Study: Shock Therapy Faulted

Study: Shock Therapy Faulted

By LINDSEY TANNER

CHICAGO (AP) – Patients who underwent electroshock therapy for depression had an unexpectedly high relapse rate in a study that has refocused attention on the procedure 25 years after “One Flew Over the Cuckoo’s Nest” made it seem like torture.

The treatment fell out of favor after that Oscar-winning movie, a satirical look at life in a mental hospital. But it has since made a comeback, with 100,000 Americans a year now getting it, according to the National Mental Health Association.

Electroconvulsive therapy, or ECT, is most commonly used to treat severe depression that has not responded to medication or psychotherapy.

A study of 84 patients in Wednesday’s Journal of the American Medical Association found that without follow-up medication, depression returned in 84 percent of patients within six months. Among patients who received antidepressant and anti-psychotic medication after ECT, 39 percent relapsed.

Previous research reported relapse rates of 20 percent with medication and 50 percent without.

The higher-than-expected relapse rates in the latest study reflect a debate over the procedure’s benefits and risks.

Columbia University psychiatry professor Harold Sackeim, who led the study and is one of ECT’s most vocal supporters, said that it remains the most effective treatment for depression but that his findings illustrate the need for accompanying medication.

Dr. Peter Breggin, a Bethesda, Md., psychiatrist, called the study “an open admission that electrical shock is worthless.”

He said the high relapse rate supports critics’ theory that ECT causes brain damage that for a few weeks prevents patients from expressing sadness or depression, while leading to possible long-term memory loss.

Dr. Richard M. Glass, a deputy JAMA editor, said in an accompanying editorial that the study highlights the need “to bring electroconvulsive therapy out of the shadows.”

Major depression affects about 10 percent of Americans 18 and older yearly, or about 17 million adults, according to government estimates. It has a mortality rate as high as 15 percent, mostly from suicide, Glass said.

“The results of electroconvulsive therapy in treating severe depression are among the most positive treatment effects in all of medicine,” relieving symptoms in 50 percent to 90 percent of cases, Glass said.

> **Try it**
Can you write out the entire electroshock therapy article word for word? The entries are separate material with no connection to the electroshock therapy article.

> **Source material**
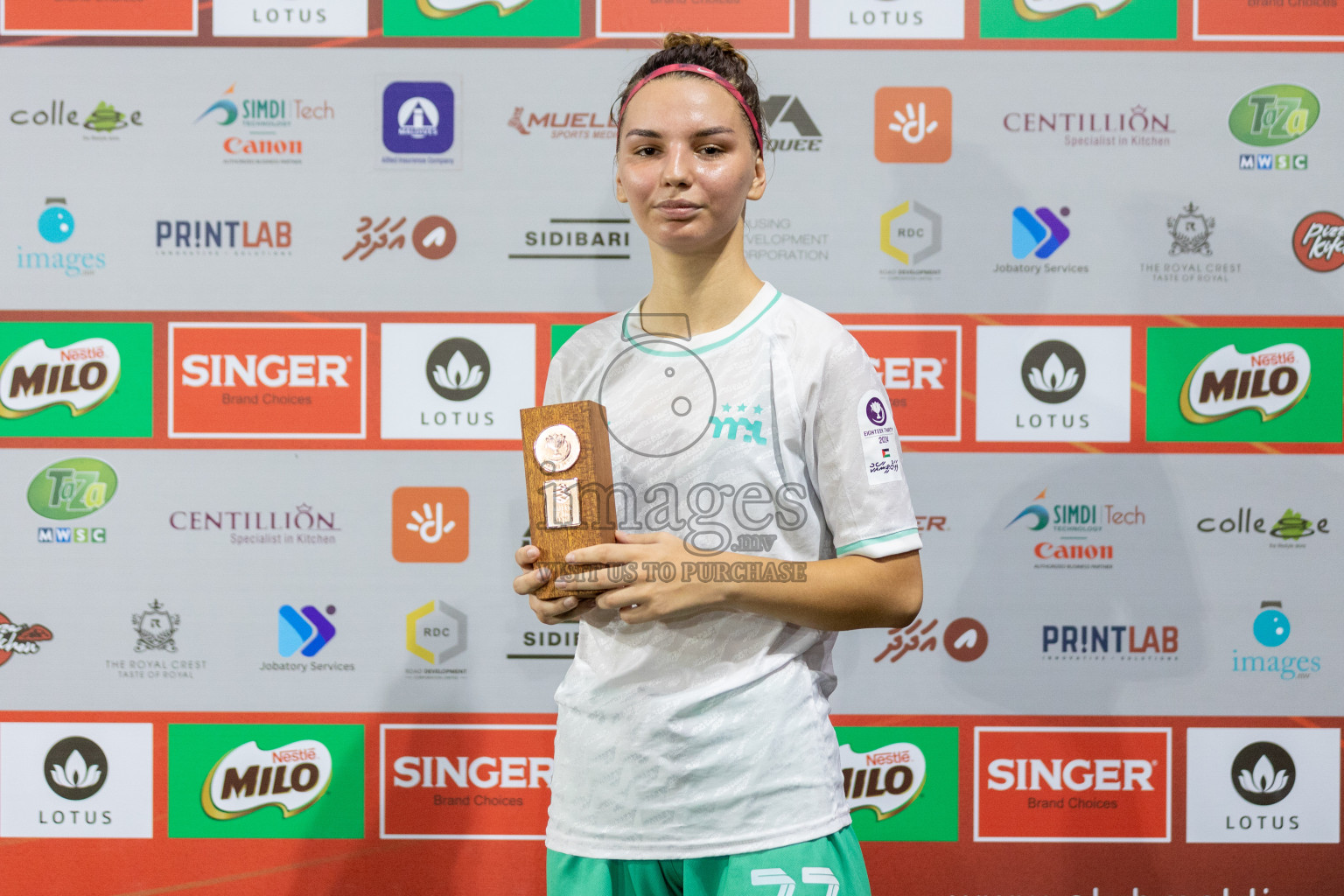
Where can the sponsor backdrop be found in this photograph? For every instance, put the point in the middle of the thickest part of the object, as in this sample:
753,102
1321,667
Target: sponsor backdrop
---
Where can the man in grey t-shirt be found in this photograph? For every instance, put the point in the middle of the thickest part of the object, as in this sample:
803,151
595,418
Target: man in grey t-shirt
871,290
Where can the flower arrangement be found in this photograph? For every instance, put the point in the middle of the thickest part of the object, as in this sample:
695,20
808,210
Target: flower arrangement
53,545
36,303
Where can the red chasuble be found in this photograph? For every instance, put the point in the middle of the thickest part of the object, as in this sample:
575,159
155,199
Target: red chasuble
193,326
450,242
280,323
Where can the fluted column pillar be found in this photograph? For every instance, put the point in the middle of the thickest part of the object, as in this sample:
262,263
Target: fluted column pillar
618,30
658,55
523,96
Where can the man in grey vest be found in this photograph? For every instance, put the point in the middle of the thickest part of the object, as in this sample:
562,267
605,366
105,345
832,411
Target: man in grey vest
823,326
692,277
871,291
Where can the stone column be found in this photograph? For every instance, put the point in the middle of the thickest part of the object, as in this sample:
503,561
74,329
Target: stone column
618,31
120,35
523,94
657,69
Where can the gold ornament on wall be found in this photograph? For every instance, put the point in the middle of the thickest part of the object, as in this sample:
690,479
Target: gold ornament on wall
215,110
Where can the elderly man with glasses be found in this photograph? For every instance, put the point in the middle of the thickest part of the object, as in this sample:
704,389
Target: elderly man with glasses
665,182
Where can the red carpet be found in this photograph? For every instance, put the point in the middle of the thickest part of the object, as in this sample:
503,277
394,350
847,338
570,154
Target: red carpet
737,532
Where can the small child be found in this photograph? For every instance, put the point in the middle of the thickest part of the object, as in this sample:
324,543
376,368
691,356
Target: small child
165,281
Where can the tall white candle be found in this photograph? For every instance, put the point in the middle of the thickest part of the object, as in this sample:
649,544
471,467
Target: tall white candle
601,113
---
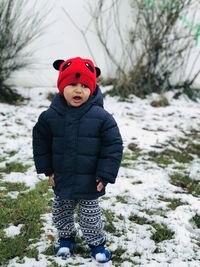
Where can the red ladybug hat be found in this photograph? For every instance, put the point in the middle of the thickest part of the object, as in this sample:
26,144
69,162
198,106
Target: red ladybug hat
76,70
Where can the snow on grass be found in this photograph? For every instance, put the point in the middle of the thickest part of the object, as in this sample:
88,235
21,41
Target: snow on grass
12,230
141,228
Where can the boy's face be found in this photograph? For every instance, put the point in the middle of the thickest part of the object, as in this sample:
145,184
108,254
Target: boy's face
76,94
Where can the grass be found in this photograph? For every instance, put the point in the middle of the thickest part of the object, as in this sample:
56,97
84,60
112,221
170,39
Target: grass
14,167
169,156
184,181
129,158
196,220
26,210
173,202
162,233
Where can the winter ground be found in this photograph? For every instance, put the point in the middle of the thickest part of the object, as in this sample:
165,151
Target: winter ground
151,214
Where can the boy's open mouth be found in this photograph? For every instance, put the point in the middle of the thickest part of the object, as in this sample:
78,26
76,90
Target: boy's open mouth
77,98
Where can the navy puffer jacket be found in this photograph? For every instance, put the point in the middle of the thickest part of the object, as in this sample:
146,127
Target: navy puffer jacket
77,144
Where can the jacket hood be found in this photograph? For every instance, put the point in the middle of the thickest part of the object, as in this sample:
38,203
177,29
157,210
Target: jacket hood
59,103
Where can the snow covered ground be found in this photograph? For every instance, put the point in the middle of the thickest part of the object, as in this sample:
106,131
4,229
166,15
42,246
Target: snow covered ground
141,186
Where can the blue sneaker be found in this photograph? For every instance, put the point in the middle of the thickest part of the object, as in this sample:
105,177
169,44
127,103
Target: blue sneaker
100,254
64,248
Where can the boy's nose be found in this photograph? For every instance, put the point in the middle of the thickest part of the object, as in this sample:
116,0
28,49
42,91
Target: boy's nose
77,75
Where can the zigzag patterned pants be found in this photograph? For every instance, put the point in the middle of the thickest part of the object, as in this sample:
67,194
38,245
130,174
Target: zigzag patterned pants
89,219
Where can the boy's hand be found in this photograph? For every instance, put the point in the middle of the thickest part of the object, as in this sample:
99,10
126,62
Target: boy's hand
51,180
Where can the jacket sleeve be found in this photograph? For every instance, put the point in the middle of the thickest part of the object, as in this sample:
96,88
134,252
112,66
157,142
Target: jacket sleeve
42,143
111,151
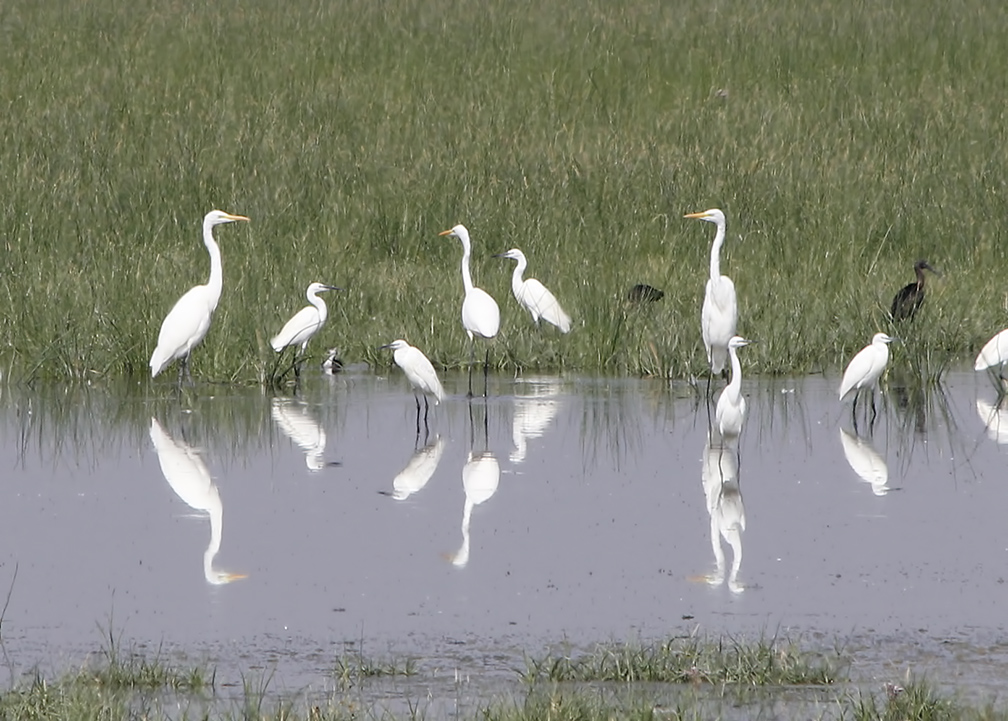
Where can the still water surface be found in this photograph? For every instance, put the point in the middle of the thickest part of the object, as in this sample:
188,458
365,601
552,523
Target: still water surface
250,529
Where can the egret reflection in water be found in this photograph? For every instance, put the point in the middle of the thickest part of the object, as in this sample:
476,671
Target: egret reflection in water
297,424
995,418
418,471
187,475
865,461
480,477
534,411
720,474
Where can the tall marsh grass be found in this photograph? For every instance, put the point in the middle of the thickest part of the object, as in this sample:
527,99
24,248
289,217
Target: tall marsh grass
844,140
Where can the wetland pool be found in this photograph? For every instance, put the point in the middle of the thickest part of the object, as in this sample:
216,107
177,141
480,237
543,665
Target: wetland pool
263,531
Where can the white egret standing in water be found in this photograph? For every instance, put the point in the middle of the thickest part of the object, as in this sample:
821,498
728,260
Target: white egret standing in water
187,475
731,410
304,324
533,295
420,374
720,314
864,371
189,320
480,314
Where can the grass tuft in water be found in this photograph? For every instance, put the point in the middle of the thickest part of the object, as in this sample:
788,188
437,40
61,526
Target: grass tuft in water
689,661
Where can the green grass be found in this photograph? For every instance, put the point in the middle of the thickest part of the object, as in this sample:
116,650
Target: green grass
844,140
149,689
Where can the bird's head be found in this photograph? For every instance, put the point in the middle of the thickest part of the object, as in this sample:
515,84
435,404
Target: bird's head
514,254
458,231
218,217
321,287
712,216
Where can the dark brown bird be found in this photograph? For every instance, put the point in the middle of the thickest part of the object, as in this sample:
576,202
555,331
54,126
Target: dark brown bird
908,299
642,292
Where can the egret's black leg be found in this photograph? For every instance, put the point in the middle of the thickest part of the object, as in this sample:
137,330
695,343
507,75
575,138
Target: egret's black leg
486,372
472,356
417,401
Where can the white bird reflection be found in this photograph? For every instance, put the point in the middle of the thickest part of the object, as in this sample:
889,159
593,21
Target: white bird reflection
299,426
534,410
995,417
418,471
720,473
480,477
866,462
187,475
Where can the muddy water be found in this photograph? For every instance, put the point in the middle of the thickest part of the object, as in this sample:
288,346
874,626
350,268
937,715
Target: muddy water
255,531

> **Task answer**
Study: Shock Therapy Faulted

Study: Shock Therapy Faulted

By LINDSEY TANNER

CHICAGO (AP) – Patients who underwent electroshock therapy for depression had an unexpectedly high relapse rate in a study that has refocused attention on the procedure 25 years after “One Flew Over the Cuckoo’s Nest” made it seem like torture.

The treatment fell out of favor after that Oscar-winning movie, a satirical look at life in a mental hospital. But it has since made a comeback, with 100,000 Americans a year now getting it, according to the National Mental Health Association.

Electroconvulsive therapy, or ECT, is most commonly used to treat severe depression that has not responded to medication or psychotherapy.

A study of 84 patients in Wednesday’s Journal of the American Medical Association found that without follow-up medication, depression returned in 84 percent of patients within six months. Among patients who received antidepressant and anti-psychotic medication after ECT, 39 percent relapsed.

Previous research reported relapse rates of 20 percent with medication and 50 percent without.

The higher-than-expected relapse rates in the latest study reflect a debate over the procedure’s benefits and risks.

Columbia University psychiatry professor Harold Sackeim, who led the study and is one of ECT’s most vocal supporters, said that it remains the most effective treatment for depression but that his findings illustrate the need for accompanying medication.

Dr. Peter Breggin, a Bethesda, Md., psychiatrist, called the study “an open admission that electrical shock is worthless.”

He said the high relapse rate supports critics’ theory that ECT causes brain damage that for a few weeks prevents patients from expressing sadness or depression, while leading to possible long-term memory loss.

Dr. Richard M. Glass, a deputy JAMA editor, said in an accompanying editorial that the study highlights the need “to bring electroconvulsive therapy out of the shadows.”

Major depression affects about 10 percent of Americans 18 and older yearly, or about 17 million adults, according to government estimates. It has a mortality rate as high as 15 percent, mostly from suicide, Glass said.

“The results of electroconvulsive therapy in treating severe depression are among the most positive treatment effects in all of medicine,” relieving symptoms in 50 percent to 90 percent of cases, Glass said.